**SOURCE MATERIAL:**
_____

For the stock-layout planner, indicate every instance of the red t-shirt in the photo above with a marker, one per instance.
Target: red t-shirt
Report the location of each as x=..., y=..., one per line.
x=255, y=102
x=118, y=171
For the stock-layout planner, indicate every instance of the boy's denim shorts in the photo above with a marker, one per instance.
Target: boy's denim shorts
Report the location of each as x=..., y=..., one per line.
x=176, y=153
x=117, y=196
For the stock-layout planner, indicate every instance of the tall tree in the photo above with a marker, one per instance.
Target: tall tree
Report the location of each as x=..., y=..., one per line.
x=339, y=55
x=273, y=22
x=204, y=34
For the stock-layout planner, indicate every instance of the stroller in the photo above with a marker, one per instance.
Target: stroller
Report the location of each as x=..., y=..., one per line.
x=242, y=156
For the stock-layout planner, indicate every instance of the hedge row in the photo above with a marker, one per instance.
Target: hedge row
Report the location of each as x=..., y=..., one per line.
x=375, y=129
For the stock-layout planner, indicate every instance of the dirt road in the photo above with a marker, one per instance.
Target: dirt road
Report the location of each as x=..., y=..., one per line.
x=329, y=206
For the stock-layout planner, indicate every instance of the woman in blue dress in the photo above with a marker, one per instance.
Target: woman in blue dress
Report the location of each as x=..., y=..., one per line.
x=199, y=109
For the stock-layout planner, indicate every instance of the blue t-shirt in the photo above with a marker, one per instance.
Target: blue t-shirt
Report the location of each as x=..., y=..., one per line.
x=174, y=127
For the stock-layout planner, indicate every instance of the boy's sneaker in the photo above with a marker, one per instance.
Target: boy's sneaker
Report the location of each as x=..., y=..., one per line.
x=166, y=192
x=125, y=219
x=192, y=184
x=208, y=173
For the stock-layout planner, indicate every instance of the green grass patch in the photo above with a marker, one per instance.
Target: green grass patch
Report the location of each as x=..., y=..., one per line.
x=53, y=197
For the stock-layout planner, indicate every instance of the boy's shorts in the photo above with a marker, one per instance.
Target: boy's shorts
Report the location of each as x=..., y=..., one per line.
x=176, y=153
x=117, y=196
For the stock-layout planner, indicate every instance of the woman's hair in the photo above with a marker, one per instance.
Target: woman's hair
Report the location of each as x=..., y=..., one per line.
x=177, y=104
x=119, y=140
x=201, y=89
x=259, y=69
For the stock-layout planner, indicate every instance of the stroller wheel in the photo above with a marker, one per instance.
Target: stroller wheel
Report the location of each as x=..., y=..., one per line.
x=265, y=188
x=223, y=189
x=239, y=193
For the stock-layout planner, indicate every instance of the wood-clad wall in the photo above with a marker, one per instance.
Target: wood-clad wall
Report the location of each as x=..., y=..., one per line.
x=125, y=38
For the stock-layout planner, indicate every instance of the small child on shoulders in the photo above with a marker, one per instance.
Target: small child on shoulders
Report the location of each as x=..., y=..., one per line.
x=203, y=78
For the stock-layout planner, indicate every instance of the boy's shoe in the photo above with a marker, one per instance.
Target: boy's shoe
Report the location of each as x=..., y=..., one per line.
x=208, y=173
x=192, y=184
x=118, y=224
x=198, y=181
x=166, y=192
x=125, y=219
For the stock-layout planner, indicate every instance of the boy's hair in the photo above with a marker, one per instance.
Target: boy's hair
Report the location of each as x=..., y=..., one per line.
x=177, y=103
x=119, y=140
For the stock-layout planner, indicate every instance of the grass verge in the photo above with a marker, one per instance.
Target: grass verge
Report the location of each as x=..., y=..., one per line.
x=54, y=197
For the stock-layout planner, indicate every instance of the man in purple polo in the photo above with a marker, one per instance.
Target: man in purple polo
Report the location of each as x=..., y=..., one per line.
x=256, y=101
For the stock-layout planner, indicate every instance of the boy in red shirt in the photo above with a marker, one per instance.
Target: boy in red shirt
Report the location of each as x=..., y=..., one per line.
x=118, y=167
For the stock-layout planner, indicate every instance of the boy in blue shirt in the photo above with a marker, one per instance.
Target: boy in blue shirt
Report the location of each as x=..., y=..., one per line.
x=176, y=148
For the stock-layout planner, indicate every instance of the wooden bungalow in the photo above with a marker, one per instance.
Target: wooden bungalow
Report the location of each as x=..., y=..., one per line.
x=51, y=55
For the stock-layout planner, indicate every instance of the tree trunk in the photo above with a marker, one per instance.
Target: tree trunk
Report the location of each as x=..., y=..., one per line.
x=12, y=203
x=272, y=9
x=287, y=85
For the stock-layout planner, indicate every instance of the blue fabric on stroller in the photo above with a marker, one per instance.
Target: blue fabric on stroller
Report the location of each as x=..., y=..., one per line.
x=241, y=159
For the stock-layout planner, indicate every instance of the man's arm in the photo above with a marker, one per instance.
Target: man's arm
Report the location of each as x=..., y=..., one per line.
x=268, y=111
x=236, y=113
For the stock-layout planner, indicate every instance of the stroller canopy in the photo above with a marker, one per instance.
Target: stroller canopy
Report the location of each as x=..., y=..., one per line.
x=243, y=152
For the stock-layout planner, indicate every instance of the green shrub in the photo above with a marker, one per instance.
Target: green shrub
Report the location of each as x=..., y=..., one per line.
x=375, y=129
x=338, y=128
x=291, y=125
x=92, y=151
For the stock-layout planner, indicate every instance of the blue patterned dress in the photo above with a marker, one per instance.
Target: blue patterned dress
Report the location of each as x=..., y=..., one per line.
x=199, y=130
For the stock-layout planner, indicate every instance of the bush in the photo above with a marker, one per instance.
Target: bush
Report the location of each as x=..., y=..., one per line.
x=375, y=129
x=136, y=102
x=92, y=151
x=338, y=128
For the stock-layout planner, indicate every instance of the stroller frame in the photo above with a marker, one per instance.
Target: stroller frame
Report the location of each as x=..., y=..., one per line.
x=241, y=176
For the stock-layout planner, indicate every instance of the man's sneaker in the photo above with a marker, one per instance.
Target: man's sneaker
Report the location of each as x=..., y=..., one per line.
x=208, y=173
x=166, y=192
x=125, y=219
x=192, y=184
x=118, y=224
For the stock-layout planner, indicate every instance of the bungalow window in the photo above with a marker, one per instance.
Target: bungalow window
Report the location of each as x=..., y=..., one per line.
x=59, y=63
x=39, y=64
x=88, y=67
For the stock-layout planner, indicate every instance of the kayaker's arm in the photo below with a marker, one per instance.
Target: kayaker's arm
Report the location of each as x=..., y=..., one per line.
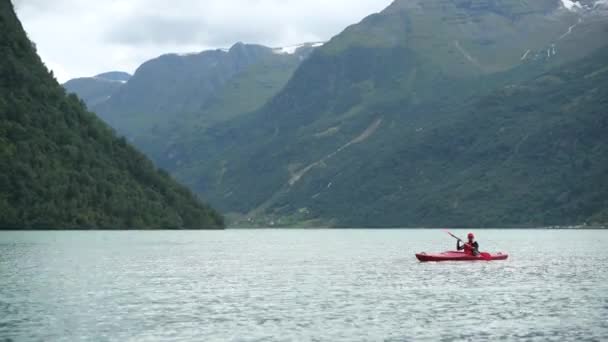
x=459, y=247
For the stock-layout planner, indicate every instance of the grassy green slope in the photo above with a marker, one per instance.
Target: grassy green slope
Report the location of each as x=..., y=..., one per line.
x=329, y=146
x=60, y=167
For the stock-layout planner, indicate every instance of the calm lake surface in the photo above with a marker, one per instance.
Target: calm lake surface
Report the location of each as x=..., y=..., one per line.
x=282, y=285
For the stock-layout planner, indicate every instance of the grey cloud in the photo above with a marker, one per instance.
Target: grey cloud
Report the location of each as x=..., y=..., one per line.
x=87, y=37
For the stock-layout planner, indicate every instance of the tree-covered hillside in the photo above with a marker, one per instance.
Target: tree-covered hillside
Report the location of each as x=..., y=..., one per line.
x=438, y=112
x=61, y=167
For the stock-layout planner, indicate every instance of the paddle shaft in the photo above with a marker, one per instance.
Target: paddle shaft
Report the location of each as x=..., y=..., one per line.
x=484, y=255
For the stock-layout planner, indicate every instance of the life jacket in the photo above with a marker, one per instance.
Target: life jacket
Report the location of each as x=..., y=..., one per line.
x=468, y=249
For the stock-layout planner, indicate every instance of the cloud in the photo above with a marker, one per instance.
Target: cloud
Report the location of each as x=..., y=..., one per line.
x=86, y=37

_____

**REQUIREMENT:** Write out the entries above word for word. Do not include the pictures.

**WRITTEN REPLY:**
For the stock-layout planner, indicate every instance of the red t-shirt in the photo above with a marker, one per instance.
Target: red t-shirt
Report the location of each as x=..., y=..., one per line.
x=255, y=102
x=118, y=171
For the stock-layout planner, indicate every instance of the boy's denim shorts in the photo above with a marker, one per instance.
Target: boy's denim shorts
Report the location of each as x=..., y=..., one per line.
x=176, y=153
x=117, y=196
For the stock-layout planner, indicate every instance of the tall tree in the photo above with a marker, one per instance.
Target: tall tree
Report the location of each as x=..., y=..., one per line.
x=339, y=55
x=273, y=22
x=204, y=34
For the stock-layout planner, indicate every instance of the stroller in the photo above with a marker, one per instance.
Target: stroller
Report the location of each as x=..., y=..., one per line.
x=242, y=156
For the stock-layout planner, indicate every instance of the hedge row in the photo above with a marker, one per instance.
Target: hedge row
Report the location of each as x=..., y=..., one per line.
x=375, y=129
For the stock-layout planner, indicate every instance of the dirt road in the photo above with a marker, one per instance.
Target: dirt road
Report the location of each as x=..., y=..., one per line.
x=329, y=206
For the stock-layout planner, indicate every instance of the woman in blue dress in the photo above with a marker, one per instance.
Target: woman in blue dress
Report the location of each as x=..., y=..., one per line.
x=199, y=109
For the stock-layout planner, indicate every instance of the blue t-shirt in the photo above with a marker, one per instance.
Target: blue t-shirt
Report the location of each as x=..., y=..., one per line.
x=174, y=127
For the stock-layout planner, indicate every instance of the boy's sneaker in the photo above with a marker, one per instance.
Target: boy's sneaker
Report the location of each as x=..., y=..., one per line.
x=166, y=192
x=125, y=219
x=192, y=184
x=208, y=173
For the stock-layout planner, indicate every instance of the green grass patch in the photo above with a marker, one per instance.
Target: green grass patch
Report the location of each as x=..., y=..., one per line.
x=53, y=197
For the stock-layout planner, indicate every instance of the boy's shorts in the photo above with a marker, one per instance.
Target: boy's shorts
Report the location of each as x=..., y=..., one per line.
x=176, y=153
x=117, y=196
For the stock-layout planner, indicate every instance of the woman's hair in the photo above with a marker, one per instance.
Target: woman's hair
Report the location of each as x=..., y=..., one per line.
x=177, y=104
x=119, y=140
x=201, y=89
x=259, y=69
For the stock-layout planner, indicate every instance of the stroller wheel in the photo above with a marker, one per instance.
Target: stroller wheel
Report the location of each as x=..., y=..., one per line.
x=265, y=188
x=223, y=189
x=239, y=193
For the stock-layout planner, indicate every instance of the wood-clad wall in the photo above with a marker, one per instance.
Target: wood-clad wall
Report the location of each as x=..., y=..., one per line.
x=125, y=38
For the stock-layout planner, indicate every instance of the small child on shoulders in the photo above with a marker, one per instance.
Target: small child on shoulders
Report the location of each as x=..., y=..., one per line.
x=203, y=78
For the stock-layout planner, indicate every instance of the boy's shoe in the photo above with a marker, one per instance.
Target: boy's shoe
Report the location of each as x=..., y=..., one per line.
x=208, y=173
x=192, y=184
x=118, y=224
x=198, y=181
x=166, y=192
x=125, y=219
For the stock-layout planner, indicate every instance of the boy's hair in the photo above with a marker, one per instance.
Target: boy's hair
Report the location of each as x=..., y=..., one per line.
x=177, y=103
x=119, y=140
For the stock-layout planner, indicate every instance of the grass verge in the photo above with a marker, one per instance.
Target: grass verge
Report the location of each as x=..., y=..., one per line.
x=54, y=197
For the stock-layout planner, indicate every instance of the man in purple polo in the photo above with a marker, one per instance.
Target: man in purple polo
Report the location of each as x=..., y=..., one per line.
x=256, y=101
For the stock-layout planner, indicate every instance of the boy in red shirt in the photo above with a marker, one per instance.
Target: boy in red shirt
Report the location of each as x=..., y=..., one per line.
x=118, y=167
For the stock-layout planner, indicate every instance of the boy in blue shirt in the photo above with a marker, one per instance.
Target: boy in blue shirt
Report the location of each as x=..., y=..., one per line.
x=176, y=148
For the stock-layout planner, indicate every instance of the wooden bungalow in the photo above with a marker, one per instance.
Target: wooden bungalow
Report the location of each as x=..., y=..., one per line.
x=51, y=55
For the stock-layout planner, indicate every instance of the tree trunk in the photo above with a marker, one per instance.
Target: tree trunk
Report the location of each as x=..., y=..., one per line.
x=12, y=203
x=272, y=9
x=287, y=85
For the stock-layout planner, indicate every instance of the blue fabric on stroller in the photo above with a marker, one per instance.
Target: blue fabric on stroller
Report the location of each as x=..., y=..., one per line.
x=241, y=159
For the stock-layout planner, indicate every instance of the man's arm in the photo above with a marker, one per instance.
Target: man's arm
Report the location of each as x=..., y=..., one per line.
x=268, y=111
x=236, y=113
For the stock-layout planner, indicate every instance of the stroller canopy in the photo above with a marker, one per instance.
Target: stroller canopy
Report the location of each as x=..., y=..., one per line.
x=243, y=152
For the stock-layout planner, indicate every instance of the green shrub in the photo above with a marker, one per instance.
Target: green shrub
Report the location of each as x=..., y=..., one per line.
x=375, y=129
x=338, y=128
x=291, y=125
x=92, y=151
For the stock-layout planner, indicate every instance of the blue patterned dress in the photo above with a marker, one per instance.
Target: blue patterned dress
Report the location of each as x=..., y=..., one per line.
x=199, y=130
For the stock-layout planner, indicate every instance of the bush in the photo above with a marker, one per instance.
Target: bush
Report the location of each as x=..., y=..., one per line.
x=375, y=129
x=136, y=102
x=92, y=151
x=338, y=128
For the stock-layout planner, indicate every instance of the stroller frame in the photo above with a marker, one per instance.
Target: stroller frame
Report the location of each as x=..., y=..., one per line.
x=241, y=176
For the stock-layout planner, indicate every instance of the man's sneaker in the photo above with a marker, one per instance.
Target: man's sneaker
Report the location of each as x=..., y=..., one per line.
x=208, y=173
x=166, y=192
x=125, y=219
x=192, y=184
x=118, y=224
For the stock-layout planner, indicate every instance of the bungalow window in the photo above with a marker, one per instance.
Target: bungalow window
Report the location of each as x=..., y=..., one per line.
x=59, y=63
x=39, y=64
x=88, y=67
For the stock-layout planner, indicate every instance of the kayaker's arm in the photo below with a marker, one per instance.
Target: kayaker's arm
Report the location of each as x=..., y=..., one per line.
x=459, y=247
For the stock-layout planner, indicate every instance of the grassy green slope in the photo above with a marker, one per instance.
Target: grassy green slope
Report the location of each as x=..., y=..., one per line.
x=329, y=146
x=60, y=167
For the stock-layout planner, indicate every instance of the calm lake surface in the photo above with a marker, one per instance.
Target: calm lake surface
Report the location of each as x=..., y=..., one per line.
x=282, y=285
For the stock-layout planner, indicate every instance of the grey cloud in the photo above with a marker, one per instance.
Target: grey cloud
Report the location of each as x=..., y=..., one per line.
x=87, y=37
For the stock-layout planner, indicate every instance of the tree-covered hillside in the photo above with a marker, one per instance.
Target: tree-covered hillside
Report the location of each as x=..., y=..., one per line.
x=438, y=112
x=61, y=167
For the stock-layout planner, indicate every instance of the paddle shaft in the photo above with a marker, one per instance.
Target: paddle shaft
Report the location of each as x=..., y=..., one per line.
x=484, y=255
For the stock-layout planner, indicate every instance of the life jacket in the photo above with a marker, one per instance.
Target: life jacket
Report the location of each as x=..., y=..., one per line.
x=468, y=249
For the stock-layout planner, indicate every instance of the cloud in the photo above with a marker, one per instance.
Target: cloud
Report the location of each as x=..., y=..., one per line.
x=86, y=37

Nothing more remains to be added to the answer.